Reproduce everything from the start of the records down to the line containing "box: [235, 60, 296, 149]", inclusive, with "positive clicks" replaced by "foreground clicks" and nothing else altered.
** Opening Dataset excerpts block **
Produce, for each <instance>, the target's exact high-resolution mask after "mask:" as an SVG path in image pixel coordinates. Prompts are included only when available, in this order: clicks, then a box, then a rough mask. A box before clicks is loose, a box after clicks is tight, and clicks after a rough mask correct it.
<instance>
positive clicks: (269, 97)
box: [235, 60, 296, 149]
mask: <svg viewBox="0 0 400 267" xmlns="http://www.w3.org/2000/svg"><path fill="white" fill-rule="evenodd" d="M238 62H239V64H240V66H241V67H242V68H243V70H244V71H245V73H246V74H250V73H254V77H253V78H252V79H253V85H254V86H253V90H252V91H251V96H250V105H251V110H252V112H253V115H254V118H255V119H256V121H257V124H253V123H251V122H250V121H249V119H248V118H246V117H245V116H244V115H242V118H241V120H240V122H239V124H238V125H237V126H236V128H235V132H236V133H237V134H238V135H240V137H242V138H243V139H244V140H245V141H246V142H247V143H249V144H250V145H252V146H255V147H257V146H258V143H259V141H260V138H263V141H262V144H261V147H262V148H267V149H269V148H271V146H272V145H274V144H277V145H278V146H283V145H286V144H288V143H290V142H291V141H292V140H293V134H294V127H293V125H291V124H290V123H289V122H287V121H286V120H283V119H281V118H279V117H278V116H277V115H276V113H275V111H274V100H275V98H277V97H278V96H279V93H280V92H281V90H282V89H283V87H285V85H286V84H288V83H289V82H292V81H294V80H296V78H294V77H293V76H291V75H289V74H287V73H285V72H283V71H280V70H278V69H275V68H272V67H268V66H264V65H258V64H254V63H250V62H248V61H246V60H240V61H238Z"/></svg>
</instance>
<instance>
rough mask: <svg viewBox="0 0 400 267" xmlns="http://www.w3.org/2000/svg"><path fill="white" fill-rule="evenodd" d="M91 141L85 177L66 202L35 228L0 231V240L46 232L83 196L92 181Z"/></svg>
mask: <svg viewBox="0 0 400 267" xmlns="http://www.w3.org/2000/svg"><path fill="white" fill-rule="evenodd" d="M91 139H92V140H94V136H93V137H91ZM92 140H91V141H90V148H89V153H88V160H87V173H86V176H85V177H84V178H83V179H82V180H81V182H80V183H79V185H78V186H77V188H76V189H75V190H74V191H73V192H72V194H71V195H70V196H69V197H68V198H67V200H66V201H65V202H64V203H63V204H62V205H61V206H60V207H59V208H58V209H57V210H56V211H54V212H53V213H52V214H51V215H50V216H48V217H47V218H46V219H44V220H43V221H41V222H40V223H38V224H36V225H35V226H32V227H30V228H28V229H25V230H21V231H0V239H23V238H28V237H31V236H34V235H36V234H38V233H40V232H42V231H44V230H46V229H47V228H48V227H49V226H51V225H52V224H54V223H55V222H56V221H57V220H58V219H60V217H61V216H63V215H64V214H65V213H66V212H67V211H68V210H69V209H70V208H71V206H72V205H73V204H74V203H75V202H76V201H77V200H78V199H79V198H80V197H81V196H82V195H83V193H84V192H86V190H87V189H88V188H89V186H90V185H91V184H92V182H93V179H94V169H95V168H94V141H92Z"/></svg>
** Closing Dataset excerpts block **
### Answer
Produce, for each <instance>, the target's exact high-resolution mask after "mask:" as an SVG path in image pixel coordinates. Prompts are included only when available, in this order: clicks, then a box, then a rough mask. A box before clicks is loose, a box after clicks is tight, and clicks after a rough mask correct it.
<instance>
foreground clicks: (269, 97)
box: [235, 60, 296, 149]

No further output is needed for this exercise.